=== Begin Enclosure ===

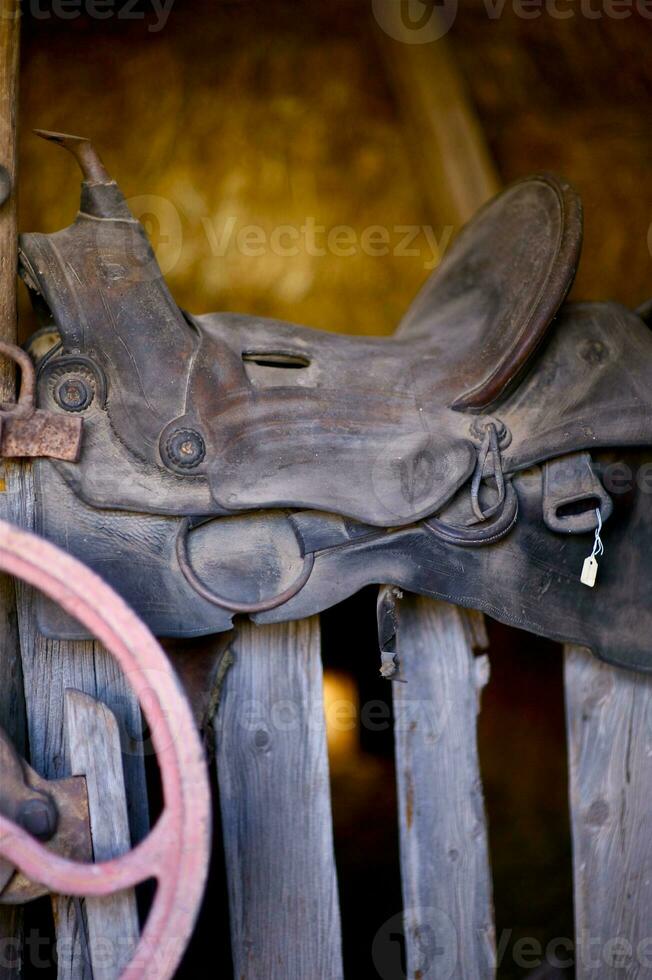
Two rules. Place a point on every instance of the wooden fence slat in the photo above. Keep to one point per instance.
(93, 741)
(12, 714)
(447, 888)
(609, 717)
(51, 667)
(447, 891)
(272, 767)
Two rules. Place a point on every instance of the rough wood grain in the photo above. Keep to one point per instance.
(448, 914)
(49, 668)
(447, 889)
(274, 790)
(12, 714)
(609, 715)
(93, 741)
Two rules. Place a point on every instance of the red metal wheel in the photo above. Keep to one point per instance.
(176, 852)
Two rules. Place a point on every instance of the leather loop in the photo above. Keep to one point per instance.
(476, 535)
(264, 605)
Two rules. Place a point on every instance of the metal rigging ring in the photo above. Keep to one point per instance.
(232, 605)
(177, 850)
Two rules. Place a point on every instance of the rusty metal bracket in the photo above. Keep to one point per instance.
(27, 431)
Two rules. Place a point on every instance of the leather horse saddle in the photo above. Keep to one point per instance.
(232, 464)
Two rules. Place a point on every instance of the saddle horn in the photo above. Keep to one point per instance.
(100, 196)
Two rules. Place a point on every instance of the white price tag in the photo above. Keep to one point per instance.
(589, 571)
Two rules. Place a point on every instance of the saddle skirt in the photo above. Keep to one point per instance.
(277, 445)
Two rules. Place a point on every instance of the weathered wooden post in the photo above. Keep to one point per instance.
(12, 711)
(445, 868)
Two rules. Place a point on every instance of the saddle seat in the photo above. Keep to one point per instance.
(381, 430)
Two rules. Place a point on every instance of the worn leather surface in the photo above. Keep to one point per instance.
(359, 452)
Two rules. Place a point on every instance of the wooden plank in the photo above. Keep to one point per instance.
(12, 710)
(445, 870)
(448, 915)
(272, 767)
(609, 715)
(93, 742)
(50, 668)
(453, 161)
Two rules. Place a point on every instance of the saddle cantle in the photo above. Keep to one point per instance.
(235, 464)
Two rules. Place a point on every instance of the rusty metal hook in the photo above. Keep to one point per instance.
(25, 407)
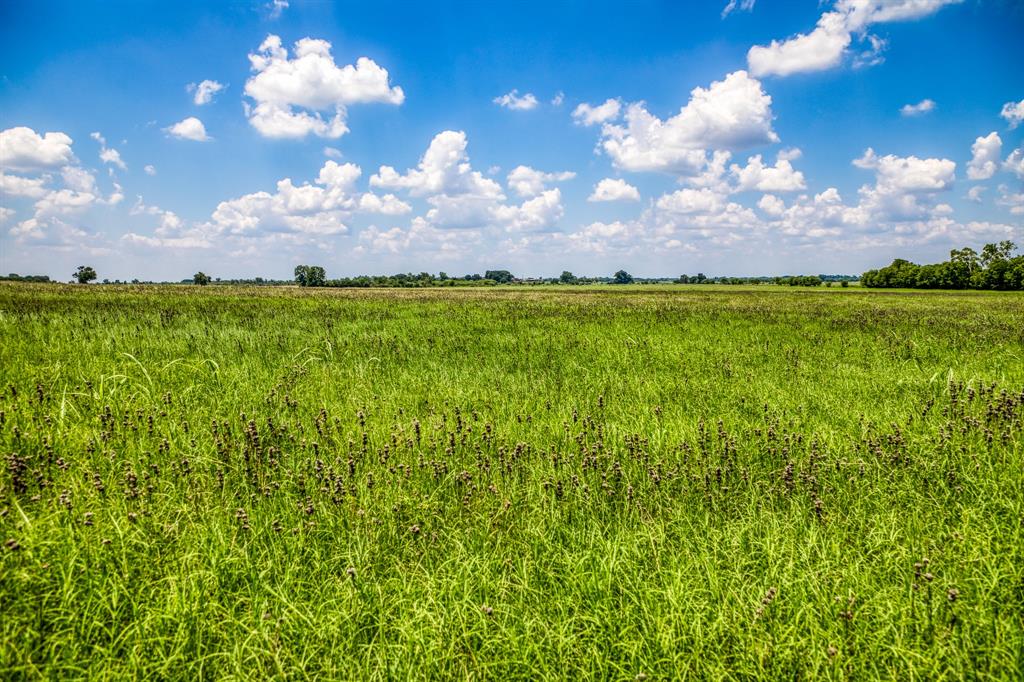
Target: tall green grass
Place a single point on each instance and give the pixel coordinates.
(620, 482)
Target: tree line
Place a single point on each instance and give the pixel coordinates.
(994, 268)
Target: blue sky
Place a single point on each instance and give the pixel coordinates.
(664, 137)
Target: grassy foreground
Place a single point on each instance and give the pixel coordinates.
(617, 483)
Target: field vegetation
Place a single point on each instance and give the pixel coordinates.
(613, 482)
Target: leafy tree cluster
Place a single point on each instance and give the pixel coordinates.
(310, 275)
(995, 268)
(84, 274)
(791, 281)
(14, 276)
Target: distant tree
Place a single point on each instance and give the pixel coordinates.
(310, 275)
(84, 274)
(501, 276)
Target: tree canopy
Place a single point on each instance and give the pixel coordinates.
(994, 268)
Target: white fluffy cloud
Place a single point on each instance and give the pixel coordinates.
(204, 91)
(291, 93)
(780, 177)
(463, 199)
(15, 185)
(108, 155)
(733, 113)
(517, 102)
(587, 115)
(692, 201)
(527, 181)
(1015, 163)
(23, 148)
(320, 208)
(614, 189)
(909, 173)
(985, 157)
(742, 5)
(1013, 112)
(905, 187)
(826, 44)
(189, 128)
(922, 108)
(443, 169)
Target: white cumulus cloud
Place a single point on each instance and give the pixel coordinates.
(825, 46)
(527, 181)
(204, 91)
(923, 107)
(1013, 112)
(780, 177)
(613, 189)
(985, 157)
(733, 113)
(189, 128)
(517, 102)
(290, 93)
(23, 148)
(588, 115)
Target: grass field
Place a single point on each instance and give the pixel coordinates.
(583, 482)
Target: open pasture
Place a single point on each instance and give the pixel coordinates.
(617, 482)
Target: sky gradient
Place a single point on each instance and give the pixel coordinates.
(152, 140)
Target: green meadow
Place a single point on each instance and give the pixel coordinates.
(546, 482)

=== End Enclosure ===

> Instructions to follow: Return the lines above exactly; the images are not part of the copy.

> Answer to this problem:
Two rules. Place a point on every instance of the wooden fence slat in the photo above. Keep to one point per instance.
(93, 741)
(12, 714)
(447, 888)
(609, 717)
(51, 667)
(447, 891)
(272, 767)
Two rules. Place a point on every instance of the rough wood grain in the photo above. Keep to one point per instance.
(448, 914)
(49, 668)
(447, 889)
(274, 790)
(12, 714)
(609, 715)
(93, 741)
Two rules. Place a point on every instance of the red metal wheel in the photo above. Keep to one point per instance.
(176, 852)
Two rules. Place a point on every instance of the leather loop in the photo above. Keep to one point per instance.
(476, 535)
(264, 605)
Two rules. Place a point on every instance of the metal rigging ring in the photo above. Keep to one point per instance.
(232, 605)
(177, 850)
Two rules. Place a point on every instance of the rusty metal bracket in the photo above. Keep to one point per instance.
(27, 431)
Two rules. Place a point on every instance of the leather horse saddle in the photo above. Keep to one point per instance.
(232, 464)
Two rules. Place a point on every instance of the saddle horn in the photo above. Keep to one point per instance.
(100, 196)
Two rules. Place a point on every instance of the white price tag in the photo above. Keep to one point per instance.
(589, 571)
Two rules. Place a point on every instance of the saddle skirt in the photo above. Keep to one point per instance.
(277, 445)
Two rules. Place a point on every instance of the weathered wooden post in the photo above. Keep to one point per instance.
(12, 711)
(445, 868)
Two rules. Place a point on every instance of the saddle seat in the photo above. Keep to one point per instance.
(381, 430)
Two rules. Place a point on every instance of the worn leather surface in the photo above. Keep to one point per instance.
(359, 452)
Two rules. Place a point on every instance of the wooden plank in the photo above. Keep to one point per instance.
(12, 710)
(445, 870)
(448, 915)
(272, 767)
(609, 715)
(93, 742)
(50, 668)
(453, 161)
Two rules. Place a point on every instance of the saddle cantle in the photo above. Keep to one point per instance.
(235, 464)
Two rules. Place a point on every instance of the rusty metal hook in the photo above. Keep to one point per instance.
(25, 407)
Target: tall green grass
Place a single point on each instance and give the pixel coordinates.
(620, 482)
Target: tree line
Place a single point on each instance and give the pixel coordinates.
(994, 268)
Target: blue sky
Place a single point on each instance and give the pixel coordinates.
(664, 137)
Target: grassy foreground
Place a single point on each instance and give the pixel coordinates.
(617, 483)
Target: field vegetation
Place a single point on each instance and give the pixel coordinates.
(613, 482)
Target: leafy tree cluster
Place a single point on each instance and give the pixel coordinates.
(310, 275)
(995, 268)
(84, 274)
(791, 281)
(14, 276)
Target: distant tree
Place a single point on each instance and give the pixel coordinates.
(310, 275)
(84, 274)
(501, 276)
Target: tree canopy
Place a single point on each instance and give the pixel coordinates.
(994, 268)
Target: white fluffy cloud
Place a single point on each instance and give the pixel coordinates.
(204, 91)
(291, 93)
(780, 177)
(463, 199)
(15, 185)
(108, 155)
(733, 113)
(517, 102)
(587, 115)
(692, 201)
(527, 181)
(1015, 163)
(23, 148)
(320, 208)
(614, 189)
(909, 173)
(985, 157)
(742, 5)
(1013, 112)
(905, 187)
(826, 44)
(189, 128)
(922, 108)
(443, 169)
Target: white cumulus cloud
Place a single point on each instance and give the pixel coordinates.
(825, 46)
(527, 181)
(204, 91)
(923, 107)
(1013, 112)
(780, 177)
(613, 189)
(985, 157)
(733, 113)
(189, 128)
(517, 102)
(290, 93)
(23, 148)
(588, 115)
Target: grass field
Place a single point on each instance and give the pixel coordinates.
(583, 482)
Target: open pasture
Place a single point on each instance and give the pixel coordinates.
(617, 482)
Target: sky gradient
Place a single point on each instance and give the pixel coordinates.
(152, 140)
Target: green meadow
Place a single point on each instance and give the pixel coordinates.
(546, 482)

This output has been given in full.